**ЧТО СДЕЛАТЬ**
Выведите без изменений строки материала от самого начала до строки, содержащей «All paths have fill-rule evenodd.», включая обе границы.

Сохранённые записи

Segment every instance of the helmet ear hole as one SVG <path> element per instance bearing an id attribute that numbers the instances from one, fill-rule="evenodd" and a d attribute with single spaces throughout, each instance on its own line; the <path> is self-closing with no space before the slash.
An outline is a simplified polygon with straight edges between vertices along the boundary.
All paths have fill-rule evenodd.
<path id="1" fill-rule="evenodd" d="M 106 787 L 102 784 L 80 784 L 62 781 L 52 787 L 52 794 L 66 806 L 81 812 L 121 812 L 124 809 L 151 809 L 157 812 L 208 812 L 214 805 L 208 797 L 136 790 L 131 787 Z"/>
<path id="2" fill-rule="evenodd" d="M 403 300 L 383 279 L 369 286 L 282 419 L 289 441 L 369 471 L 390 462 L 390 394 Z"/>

**РЕЗУЛЬТАТ ВЫПОЛНЕНИЯ**
Segment every instance of the helmet ear hole as one SVG <path> element per instance bearing an id attribute that numbers the instances from one, fill-rule="evenodd" and a d attribute with single spaces throughout, each instance on its own line; the <path> is self-closing with no space before the slash.
An outline is a simplified polygon with straight edges between vertices along the boundary.
All paths have fill-rule evenodd.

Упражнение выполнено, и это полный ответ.